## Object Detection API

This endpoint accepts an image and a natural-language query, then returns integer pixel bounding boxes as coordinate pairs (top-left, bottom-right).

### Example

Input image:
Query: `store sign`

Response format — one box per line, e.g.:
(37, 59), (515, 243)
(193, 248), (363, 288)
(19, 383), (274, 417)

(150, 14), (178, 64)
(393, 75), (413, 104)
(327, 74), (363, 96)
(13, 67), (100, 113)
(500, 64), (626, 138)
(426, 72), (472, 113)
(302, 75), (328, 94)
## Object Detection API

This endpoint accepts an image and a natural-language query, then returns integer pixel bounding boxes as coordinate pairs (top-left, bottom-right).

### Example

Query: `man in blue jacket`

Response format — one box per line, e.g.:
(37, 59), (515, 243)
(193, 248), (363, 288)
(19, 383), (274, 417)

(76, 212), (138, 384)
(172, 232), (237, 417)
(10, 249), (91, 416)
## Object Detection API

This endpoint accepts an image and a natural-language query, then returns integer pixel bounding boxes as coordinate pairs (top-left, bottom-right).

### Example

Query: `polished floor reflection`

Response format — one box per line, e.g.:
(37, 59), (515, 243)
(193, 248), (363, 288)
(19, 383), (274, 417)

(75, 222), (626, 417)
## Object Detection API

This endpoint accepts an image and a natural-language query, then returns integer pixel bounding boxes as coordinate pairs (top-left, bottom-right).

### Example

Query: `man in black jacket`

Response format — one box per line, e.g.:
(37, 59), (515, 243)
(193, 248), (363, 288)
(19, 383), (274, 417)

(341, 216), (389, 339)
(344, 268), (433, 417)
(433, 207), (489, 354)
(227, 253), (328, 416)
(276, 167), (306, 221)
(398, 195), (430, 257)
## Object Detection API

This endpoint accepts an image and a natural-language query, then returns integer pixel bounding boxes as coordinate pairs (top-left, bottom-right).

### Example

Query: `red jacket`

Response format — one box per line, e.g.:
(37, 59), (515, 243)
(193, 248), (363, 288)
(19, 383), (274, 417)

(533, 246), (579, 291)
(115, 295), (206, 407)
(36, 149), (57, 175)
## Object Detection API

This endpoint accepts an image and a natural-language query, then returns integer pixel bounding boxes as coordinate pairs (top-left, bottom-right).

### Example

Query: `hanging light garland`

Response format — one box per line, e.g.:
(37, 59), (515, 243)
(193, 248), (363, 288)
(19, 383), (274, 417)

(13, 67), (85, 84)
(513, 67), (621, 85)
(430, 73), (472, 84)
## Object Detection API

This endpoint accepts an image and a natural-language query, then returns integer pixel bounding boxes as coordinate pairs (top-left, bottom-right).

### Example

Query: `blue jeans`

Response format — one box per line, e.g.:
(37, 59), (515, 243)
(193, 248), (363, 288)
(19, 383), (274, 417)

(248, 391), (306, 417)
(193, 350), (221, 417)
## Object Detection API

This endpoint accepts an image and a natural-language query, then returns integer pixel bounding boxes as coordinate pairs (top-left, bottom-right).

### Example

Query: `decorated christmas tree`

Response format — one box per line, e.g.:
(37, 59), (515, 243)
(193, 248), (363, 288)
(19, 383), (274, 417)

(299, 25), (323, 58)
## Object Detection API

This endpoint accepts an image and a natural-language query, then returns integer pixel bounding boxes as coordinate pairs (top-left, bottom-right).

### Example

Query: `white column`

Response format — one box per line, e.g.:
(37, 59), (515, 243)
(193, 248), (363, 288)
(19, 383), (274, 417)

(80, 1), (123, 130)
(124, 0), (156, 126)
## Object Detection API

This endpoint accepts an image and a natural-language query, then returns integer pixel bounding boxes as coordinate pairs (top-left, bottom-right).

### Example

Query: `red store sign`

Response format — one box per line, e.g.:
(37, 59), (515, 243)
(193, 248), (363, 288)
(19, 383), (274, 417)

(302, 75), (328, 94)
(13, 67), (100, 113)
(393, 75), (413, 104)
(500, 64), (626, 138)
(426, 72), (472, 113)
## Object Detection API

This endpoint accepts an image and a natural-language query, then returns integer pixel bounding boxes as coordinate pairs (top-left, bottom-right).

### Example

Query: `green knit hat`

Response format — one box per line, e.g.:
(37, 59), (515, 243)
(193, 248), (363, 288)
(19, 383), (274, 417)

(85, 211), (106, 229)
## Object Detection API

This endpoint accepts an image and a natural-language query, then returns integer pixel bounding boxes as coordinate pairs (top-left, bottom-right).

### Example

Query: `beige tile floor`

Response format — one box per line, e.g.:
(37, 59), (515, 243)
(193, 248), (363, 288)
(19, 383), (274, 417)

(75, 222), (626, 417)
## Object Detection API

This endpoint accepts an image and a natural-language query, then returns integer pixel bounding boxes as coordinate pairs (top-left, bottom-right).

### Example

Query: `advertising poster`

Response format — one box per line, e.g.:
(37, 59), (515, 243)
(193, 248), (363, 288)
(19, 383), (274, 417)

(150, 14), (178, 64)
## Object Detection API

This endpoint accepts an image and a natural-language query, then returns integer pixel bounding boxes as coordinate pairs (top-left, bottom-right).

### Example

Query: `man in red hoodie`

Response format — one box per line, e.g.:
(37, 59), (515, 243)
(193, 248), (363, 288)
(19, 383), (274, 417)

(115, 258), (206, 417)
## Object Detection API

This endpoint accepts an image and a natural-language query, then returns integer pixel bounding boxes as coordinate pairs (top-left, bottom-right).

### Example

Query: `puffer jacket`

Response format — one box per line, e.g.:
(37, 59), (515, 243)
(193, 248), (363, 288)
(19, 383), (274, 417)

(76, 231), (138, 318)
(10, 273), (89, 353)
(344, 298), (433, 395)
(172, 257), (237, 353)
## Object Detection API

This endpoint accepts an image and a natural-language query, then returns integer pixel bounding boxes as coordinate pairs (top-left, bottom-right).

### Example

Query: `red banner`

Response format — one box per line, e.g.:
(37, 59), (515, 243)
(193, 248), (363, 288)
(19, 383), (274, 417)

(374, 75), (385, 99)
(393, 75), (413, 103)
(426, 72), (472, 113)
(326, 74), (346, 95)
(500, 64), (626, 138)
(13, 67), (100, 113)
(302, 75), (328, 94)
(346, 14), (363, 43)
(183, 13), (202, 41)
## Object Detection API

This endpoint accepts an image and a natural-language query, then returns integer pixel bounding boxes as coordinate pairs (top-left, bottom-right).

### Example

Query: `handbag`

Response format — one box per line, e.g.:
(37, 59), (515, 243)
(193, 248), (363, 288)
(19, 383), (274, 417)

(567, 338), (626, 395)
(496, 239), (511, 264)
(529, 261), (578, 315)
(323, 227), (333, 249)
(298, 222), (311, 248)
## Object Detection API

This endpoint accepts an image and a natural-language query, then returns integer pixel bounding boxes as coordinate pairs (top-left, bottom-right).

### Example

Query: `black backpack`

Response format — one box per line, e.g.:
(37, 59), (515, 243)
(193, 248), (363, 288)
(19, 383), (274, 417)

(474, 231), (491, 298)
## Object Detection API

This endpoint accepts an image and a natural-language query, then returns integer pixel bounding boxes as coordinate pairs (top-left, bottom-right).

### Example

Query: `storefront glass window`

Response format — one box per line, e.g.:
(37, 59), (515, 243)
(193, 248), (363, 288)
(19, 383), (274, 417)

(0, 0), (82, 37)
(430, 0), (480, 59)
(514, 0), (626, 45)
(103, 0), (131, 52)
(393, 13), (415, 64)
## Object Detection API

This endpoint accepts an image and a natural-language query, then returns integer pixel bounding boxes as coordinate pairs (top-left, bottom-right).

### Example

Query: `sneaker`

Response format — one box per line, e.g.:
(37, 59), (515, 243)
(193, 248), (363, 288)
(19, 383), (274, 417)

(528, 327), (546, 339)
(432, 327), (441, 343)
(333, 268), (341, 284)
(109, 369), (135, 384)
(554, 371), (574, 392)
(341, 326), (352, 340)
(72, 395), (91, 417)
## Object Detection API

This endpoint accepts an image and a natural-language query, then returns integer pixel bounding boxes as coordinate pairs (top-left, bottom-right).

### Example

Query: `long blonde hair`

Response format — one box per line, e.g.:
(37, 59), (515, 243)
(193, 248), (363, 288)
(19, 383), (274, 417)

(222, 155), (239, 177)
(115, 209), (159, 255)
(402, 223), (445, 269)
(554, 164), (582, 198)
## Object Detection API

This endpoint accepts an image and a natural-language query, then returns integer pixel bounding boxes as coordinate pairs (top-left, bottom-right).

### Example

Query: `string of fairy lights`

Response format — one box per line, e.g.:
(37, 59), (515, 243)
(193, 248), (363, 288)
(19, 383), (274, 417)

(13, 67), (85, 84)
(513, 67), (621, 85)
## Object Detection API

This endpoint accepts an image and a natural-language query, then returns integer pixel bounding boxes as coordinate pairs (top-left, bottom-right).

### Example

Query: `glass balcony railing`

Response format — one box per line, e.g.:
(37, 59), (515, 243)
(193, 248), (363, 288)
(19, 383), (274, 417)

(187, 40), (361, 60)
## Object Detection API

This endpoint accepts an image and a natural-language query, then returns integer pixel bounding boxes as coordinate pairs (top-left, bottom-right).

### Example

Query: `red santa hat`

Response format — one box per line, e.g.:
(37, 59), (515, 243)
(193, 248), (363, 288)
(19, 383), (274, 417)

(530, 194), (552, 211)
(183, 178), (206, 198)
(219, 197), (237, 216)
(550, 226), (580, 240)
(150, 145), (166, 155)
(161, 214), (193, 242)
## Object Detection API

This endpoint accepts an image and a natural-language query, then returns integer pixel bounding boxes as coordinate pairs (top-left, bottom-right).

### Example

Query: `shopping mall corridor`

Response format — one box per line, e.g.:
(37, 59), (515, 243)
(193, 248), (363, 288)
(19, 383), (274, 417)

▬▬▬▬▬▬

Stated task: Switch every "endpoint" to "service" in the material, starting at its first line and ending at the line containing "(10, 249), (91, 416)". Reproduce only those lines, with nothing else altered.

Solution to the problem:
## Object Detection API

This service accepts an image and a natural-language query, then returns integer pixel bounding boxes as coordinate pairs (top-left, bottom-right).

### Example

Input image:
Query: `store sign`

Response format — one box per line, e.g.:
(37, 59), (515, 243)
(193, 248), (363, 288)
(19, 383), (274, 417)

(150, 14), (178, 64)
(393, 75), (413, 104)
(327, 74), (363, 96)
(13, 67), (100, 113)
(500, 64), (626, 138)
(426, 72), (472, 113)
(302, 75), (328, 94)
## Object Detection API

This service accepts an image and a natural-language query, then returns integer pixel bounding boxes as coordinate pairs (top-left, bottom-right).

### Example

Query: `man in blue jacket`

Response format — one box per line, e.g.:
(37, 59), (515, 243)
(193, 248), (363, 288)
(19, 383), (274, 417)

(76, 212), (138, 384)
(172, 232), (237, 417)
(10, 249), (91, 416)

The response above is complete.